_Action item:_
Continue the piece about the dachshunds Luke and Nelson from where it stops.

_Source extract:_
A whole lot of ninja and a little bit of dachshund
It’s no secret that I am owned by two very adorable miniature long-haired dachshunds; Luke and Nelson—my latest two dachshund guardians in a long line that dates back to my teen years.
Ask any dachshund owner and they will tell you what brave, fiercely loyal and devoted little creatures they are—and I would agree with that assessment whole heartedly. And anyone will tell you that owning a dog is highly therapeutic—but, I do question whether dachshunds are the ones administering the therapy, or necessitating the need to go in search of doxie induced therapy.
Particularly Luke… Luke is an adrenalin-fuelled thrill-seeker in search of adventure, adventures that range from the hilarious to the hair-raising.
Imagine moving to a new town and within weeks of moving in, telephoning your neighbour to explain that your dog has not only succeeded in squeezing himself under the fence and into her yard—but he has executed a break and entry upon her house and is now holding her cats hostage.
Or consoling your other neighbour who is highly puzzled by the heightened possum activity that has apparently resulted in his potatoes being excavated—no, I didn’t know possums ate potatoes either… Luke!
It was probably fortuitous that a few months later we moved again, this time into our own house, one with a creek flowing past its front door and surrounded by natural bushland—and a supposedly secure fence. But what is a fence to a dachshund but a challenge.
I can tell you, from first-hand experience, there is nothing more invigorating than skating through an icy paddock at four in the morning in pursuit of a dachshund who, mid-pee, has spied a mob of kangaroos he must befriend.
And nothing has ever challenged my time-management skills more than a dachshund who is being pursued through a creek bed by my husband, my two children… and my taxi driver. All while I’m left standing helplessly in the driveway wondering if I would make it to the airport, let alone as far as Brisbane that night.

Excerpts from a dataset
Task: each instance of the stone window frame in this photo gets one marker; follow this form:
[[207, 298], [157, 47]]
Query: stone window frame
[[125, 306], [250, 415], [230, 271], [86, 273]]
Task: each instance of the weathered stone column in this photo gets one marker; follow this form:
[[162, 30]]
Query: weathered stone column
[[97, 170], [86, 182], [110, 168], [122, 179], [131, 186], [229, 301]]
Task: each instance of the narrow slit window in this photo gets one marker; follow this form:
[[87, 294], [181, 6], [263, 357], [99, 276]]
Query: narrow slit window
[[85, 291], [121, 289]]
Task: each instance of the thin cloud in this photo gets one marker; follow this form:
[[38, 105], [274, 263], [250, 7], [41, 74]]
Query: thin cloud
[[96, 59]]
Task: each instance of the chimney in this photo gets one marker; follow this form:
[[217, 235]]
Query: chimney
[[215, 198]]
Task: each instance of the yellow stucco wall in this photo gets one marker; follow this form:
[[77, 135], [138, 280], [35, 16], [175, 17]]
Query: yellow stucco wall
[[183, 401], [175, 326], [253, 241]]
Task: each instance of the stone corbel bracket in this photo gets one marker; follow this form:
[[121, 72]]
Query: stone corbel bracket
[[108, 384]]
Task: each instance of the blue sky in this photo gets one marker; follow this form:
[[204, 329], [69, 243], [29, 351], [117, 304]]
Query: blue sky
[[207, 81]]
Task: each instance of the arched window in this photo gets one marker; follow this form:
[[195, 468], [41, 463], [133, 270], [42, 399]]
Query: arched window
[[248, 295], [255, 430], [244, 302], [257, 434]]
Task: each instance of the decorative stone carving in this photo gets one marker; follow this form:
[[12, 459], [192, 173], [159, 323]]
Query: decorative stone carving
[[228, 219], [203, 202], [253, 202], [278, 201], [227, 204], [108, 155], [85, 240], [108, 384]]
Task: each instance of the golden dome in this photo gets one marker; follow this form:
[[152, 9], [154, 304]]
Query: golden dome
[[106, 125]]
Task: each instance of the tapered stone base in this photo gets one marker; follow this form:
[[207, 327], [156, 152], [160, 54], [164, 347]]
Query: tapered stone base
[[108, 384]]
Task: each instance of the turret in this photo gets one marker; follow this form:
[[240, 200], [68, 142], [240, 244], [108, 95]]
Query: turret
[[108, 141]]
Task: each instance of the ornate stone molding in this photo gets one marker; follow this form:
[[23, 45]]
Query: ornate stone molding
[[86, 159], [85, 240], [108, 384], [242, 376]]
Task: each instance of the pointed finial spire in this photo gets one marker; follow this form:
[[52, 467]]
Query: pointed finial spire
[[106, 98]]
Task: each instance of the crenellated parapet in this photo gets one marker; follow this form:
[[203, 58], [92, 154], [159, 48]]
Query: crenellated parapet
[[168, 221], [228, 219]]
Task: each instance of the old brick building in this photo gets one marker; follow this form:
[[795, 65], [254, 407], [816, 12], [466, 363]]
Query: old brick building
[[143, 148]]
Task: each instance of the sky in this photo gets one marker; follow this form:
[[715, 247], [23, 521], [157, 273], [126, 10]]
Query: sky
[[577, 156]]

_Your response:_
Now I won’t deny that a dachshund is a brave little soul, but in the case of Luke, there is also an inflated sense of invincibility—particularly when the adversary is a brown snake who has ventured up from the creek and into our backyard. But while he was teetered on death’s door, Luke simply used his extended recovery time to devise more elaborate escape plans.
Over the past six months our back fence has become an enduring testament to Luke’s ingenuity and unrelenting thirst for adventure—and so, rather than therapy, we are opting for a new fence—one that is going to be dug in a metre below the surface before rising to tower over six feet above our diminutive little boy.
You see, the final straw came when we discovered not one, not two, but three of Luke’s winter jumpers abandoned beside the creek—it seems he has mastered the art of slithering under our back fence, stripping off for a mid-winter’s skinny-dip and returning home—all in time to greet us upon our return from work.
I am convinced that, super-powered by snake venom, Luke is now a whole lot of ninja and a just a little bit of dachshund.